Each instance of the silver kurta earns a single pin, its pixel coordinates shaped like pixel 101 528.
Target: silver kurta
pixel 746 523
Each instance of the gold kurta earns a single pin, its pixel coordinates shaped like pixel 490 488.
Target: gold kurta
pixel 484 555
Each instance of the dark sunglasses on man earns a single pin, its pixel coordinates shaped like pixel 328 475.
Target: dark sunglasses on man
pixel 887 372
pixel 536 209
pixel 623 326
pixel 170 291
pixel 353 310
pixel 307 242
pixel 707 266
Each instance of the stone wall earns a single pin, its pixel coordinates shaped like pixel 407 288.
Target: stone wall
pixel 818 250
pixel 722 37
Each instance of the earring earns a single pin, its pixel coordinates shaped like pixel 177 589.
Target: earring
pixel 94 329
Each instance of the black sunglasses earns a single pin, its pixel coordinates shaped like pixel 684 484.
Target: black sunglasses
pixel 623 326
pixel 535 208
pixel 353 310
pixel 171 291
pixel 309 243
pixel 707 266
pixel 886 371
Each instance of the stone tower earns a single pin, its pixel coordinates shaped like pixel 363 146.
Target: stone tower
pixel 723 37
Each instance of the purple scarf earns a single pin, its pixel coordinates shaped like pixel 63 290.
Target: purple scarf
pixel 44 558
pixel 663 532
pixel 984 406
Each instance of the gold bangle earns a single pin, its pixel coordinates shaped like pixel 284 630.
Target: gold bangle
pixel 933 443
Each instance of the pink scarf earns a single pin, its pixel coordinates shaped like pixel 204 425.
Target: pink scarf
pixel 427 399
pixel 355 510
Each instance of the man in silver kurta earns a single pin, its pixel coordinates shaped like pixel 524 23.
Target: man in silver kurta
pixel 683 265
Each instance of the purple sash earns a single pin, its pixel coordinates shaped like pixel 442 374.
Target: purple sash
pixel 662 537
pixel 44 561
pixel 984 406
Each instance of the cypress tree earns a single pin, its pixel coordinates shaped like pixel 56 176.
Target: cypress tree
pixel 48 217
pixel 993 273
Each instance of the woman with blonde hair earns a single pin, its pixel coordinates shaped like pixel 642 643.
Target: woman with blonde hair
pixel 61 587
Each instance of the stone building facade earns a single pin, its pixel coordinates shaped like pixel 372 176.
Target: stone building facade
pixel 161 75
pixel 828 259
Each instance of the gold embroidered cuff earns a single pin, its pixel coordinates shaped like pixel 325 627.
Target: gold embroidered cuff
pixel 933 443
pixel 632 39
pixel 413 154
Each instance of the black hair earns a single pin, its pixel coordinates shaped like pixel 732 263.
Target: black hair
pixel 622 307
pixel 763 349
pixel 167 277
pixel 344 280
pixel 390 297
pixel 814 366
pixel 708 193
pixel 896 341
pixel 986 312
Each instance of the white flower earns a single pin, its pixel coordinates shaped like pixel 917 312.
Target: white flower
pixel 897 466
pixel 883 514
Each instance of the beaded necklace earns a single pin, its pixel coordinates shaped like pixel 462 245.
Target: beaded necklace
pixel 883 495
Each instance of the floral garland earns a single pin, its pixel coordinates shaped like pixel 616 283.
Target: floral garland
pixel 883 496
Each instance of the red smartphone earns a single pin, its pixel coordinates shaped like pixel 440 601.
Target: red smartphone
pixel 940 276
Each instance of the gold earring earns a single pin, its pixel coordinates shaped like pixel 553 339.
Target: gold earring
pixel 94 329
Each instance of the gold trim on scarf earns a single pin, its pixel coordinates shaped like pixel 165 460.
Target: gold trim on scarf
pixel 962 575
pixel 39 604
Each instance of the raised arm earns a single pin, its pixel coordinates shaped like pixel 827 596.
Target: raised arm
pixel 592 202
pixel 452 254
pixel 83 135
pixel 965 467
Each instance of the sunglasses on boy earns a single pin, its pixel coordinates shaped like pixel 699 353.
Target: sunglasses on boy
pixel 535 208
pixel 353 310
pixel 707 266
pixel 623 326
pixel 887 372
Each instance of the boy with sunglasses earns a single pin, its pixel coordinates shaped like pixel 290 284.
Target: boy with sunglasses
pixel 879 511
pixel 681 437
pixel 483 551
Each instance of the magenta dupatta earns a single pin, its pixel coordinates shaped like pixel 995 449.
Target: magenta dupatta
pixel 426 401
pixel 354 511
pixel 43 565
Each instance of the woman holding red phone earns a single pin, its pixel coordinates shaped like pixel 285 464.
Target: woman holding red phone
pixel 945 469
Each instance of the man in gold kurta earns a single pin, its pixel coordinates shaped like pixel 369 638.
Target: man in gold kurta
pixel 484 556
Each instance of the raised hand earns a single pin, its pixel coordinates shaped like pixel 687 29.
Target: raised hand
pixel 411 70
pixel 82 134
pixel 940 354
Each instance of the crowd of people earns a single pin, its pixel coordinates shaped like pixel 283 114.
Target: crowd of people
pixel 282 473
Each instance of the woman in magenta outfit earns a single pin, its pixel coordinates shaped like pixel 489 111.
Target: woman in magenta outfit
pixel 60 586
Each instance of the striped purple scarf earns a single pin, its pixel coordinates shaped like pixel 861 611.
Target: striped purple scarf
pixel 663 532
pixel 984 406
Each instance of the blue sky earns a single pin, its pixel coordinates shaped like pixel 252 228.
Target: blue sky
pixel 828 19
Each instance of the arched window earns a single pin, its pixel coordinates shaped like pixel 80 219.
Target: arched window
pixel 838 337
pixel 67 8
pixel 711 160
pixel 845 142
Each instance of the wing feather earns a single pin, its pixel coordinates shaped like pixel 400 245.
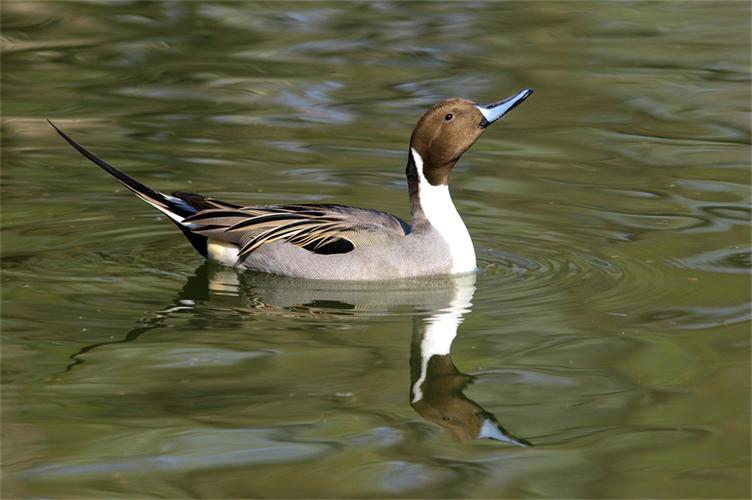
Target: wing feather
pixel 319 228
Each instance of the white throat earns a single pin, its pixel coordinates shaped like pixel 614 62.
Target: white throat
pixel 438 208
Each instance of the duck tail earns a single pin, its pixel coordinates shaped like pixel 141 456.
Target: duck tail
pixel 174 207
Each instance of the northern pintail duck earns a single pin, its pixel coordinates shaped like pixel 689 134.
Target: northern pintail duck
pixel 337 242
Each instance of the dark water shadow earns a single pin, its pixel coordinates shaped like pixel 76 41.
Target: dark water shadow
pixel 439 305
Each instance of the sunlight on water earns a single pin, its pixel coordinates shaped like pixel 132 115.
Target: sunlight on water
pixel 601 351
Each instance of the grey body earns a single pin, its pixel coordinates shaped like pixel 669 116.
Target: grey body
pixel 396 256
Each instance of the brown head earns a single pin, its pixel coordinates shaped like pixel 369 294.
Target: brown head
pixel 450 127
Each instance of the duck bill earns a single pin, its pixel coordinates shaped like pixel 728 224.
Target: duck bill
pixel 492 430
pixel 492 112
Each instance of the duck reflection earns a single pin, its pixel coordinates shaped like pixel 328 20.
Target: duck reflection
pixel 439 305
pixel 436 385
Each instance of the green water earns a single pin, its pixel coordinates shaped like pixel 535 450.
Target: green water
pixel 608 325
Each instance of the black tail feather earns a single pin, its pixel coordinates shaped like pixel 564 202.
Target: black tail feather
pixel 170 205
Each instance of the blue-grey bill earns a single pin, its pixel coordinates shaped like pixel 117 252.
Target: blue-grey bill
pixel 492 112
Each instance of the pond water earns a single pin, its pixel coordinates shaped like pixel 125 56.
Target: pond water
pixel 605 340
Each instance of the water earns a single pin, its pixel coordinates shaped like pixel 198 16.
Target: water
pixel 608 325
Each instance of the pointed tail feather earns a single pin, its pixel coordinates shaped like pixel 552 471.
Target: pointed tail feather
pixel 173 207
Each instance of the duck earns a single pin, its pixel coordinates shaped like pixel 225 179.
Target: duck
pixel 337 242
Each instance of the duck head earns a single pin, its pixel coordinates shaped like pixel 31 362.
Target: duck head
pixel 450 127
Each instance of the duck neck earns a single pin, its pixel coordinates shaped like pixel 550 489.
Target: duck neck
pixel 432 207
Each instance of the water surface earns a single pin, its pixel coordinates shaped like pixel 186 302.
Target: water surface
pixel 608 325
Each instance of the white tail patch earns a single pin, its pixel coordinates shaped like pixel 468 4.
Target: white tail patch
pixel 437 206
pixel 222 252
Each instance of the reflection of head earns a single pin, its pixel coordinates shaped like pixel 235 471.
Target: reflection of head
pixel 436 384
pixel 440 399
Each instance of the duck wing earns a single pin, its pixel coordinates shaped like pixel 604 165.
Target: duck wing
pixel 319 228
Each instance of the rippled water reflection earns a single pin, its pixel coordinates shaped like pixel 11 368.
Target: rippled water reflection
pixel 608 326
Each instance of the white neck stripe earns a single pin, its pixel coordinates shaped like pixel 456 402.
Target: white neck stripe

++++++

▶ ZU ERLEDIGENDE AUFGABE
Gib alle Zeilen von der Zeile mit „Each instance of the man in gold“ bis zur Zeile mit „pixel 282 473“, beide eingeschlossen, als JSON-Liste von Zeichenketten aus, eine Zeichenkette pro Zeile und ohne Leerzeilen.

▶ LÖSUNG DER ÜBUNG
[
  "Each instance of the man in gold kurta earns a single pin, its pixel coordinates shaped like pixel 369 638.",
  "Target: man in gold kurta",
  "pixel 484 556",
  "Each instance of the raised hand earns a single pin, its pixel coordinates shaped like pixel 687 29.",
  "Target: raised hand",
  "pixel 411 70",
  "pixel 82 134",
  "pixel 940 354",
  "Each instance of the crowd of people earns a single pin, its pixel coordinates shaped like pixel 283 114.",
  "Target: crowd of people",
  "pixel 282 473"
]